::: Data provided

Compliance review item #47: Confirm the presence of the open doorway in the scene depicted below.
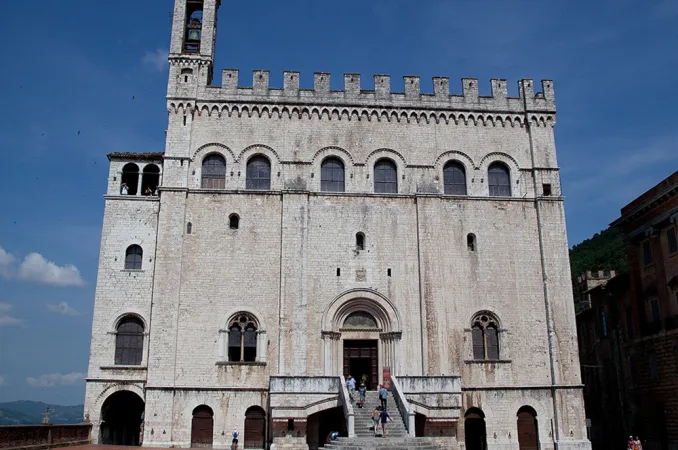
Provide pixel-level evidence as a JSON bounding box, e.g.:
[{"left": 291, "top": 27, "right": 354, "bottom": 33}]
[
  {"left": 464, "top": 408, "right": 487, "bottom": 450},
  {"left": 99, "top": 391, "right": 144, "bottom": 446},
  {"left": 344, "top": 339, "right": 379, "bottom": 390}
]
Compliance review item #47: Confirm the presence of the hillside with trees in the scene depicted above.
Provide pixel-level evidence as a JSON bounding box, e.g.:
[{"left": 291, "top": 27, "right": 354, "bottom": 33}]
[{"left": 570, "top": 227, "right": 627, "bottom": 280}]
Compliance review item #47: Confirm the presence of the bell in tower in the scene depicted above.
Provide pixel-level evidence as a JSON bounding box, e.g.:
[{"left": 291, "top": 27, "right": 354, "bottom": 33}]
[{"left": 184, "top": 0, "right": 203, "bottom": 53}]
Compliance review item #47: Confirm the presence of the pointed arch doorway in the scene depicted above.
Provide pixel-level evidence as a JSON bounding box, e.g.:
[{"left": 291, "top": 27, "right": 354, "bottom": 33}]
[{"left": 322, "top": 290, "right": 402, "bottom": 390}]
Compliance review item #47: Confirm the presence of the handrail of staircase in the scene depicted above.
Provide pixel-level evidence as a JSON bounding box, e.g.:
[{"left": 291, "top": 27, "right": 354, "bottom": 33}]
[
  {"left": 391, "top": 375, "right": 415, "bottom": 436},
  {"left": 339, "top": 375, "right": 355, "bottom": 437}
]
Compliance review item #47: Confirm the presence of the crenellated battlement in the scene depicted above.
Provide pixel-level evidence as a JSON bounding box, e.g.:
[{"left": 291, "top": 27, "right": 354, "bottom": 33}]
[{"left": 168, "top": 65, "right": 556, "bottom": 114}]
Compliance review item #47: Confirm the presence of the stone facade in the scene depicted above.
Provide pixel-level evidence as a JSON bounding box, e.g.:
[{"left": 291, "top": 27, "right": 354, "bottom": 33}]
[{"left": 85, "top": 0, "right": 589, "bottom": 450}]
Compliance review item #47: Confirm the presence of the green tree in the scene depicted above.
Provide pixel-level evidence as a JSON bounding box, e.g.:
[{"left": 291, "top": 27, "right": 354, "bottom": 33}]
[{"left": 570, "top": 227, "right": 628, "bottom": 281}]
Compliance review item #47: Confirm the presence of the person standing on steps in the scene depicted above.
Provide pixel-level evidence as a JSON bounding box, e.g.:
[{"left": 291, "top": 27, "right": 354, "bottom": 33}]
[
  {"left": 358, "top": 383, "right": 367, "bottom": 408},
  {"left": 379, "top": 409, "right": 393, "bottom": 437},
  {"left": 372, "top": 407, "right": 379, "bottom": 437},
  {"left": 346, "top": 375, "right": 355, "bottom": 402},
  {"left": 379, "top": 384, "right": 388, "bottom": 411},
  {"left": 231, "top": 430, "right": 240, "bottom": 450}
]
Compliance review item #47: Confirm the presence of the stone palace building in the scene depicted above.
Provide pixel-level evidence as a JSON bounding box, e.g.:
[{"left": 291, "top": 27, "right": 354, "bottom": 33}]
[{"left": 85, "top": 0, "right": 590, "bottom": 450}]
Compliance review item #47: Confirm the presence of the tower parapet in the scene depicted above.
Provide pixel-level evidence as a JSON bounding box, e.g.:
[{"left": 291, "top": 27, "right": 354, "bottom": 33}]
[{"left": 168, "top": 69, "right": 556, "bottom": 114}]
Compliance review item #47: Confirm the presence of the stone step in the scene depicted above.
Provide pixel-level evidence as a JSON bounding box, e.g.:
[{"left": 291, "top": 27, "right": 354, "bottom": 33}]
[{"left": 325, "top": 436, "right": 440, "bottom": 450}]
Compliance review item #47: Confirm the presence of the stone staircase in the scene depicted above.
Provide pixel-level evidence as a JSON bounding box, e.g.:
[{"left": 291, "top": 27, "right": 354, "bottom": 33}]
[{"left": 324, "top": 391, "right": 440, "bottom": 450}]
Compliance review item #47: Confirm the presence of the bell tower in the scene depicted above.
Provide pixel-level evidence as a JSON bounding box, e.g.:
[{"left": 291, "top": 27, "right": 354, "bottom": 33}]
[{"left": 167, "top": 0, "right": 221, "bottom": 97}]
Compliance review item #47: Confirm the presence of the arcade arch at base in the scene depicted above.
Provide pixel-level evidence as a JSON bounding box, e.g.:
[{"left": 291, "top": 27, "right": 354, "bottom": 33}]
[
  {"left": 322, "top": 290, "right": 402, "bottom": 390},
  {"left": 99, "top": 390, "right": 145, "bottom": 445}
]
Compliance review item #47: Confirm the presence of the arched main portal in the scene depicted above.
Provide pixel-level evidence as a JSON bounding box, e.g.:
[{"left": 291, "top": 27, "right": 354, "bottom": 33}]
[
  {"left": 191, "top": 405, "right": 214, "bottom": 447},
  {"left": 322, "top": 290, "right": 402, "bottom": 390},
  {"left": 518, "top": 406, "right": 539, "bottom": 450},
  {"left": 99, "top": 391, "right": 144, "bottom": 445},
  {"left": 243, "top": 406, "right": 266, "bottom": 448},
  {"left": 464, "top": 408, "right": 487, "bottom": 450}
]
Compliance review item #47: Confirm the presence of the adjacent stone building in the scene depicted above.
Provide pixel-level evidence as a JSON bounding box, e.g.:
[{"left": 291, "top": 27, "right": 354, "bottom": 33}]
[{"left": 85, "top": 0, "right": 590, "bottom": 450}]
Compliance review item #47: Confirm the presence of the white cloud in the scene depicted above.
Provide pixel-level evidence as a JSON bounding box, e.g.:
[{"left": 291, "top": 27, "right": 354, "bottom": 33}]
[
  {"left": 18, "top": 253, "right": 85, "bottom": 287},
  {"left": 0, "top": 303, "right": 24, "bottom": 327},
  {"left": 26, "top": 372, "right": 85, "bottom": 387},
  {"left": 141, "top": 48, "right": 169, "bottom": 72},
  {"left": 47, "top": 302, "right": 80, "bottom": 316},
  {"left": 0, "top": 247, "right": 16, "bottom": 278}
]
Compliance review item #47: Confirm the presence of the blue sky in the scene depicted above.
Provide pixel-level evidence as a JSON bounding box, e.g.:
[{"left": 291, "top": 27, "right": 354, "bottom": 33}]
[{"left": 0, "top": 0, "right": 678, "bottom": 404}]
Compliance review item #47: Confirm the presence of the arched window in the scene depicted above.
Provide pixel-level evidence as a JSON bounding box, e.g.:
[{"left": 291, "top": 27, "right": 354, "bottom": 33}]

::::::

To do:
Collect every line of the items that contains the word "stone", with case counting.

Response:
Compliance review item #47: Confirm the presence of the stone facade in the scene depicted above.
Compliance review item #47: Confirm the presence of the stone palace building in the scene depicted above.
Compliance review item #47: Confirm the presence of the stone step in the scene depicted above.
Compliance review item #47: Confirm the presence of the stone staircase in the scene depicted above.
Compliance review item #47: Confirm the presence of the adjacent stone building in the scene depicted above.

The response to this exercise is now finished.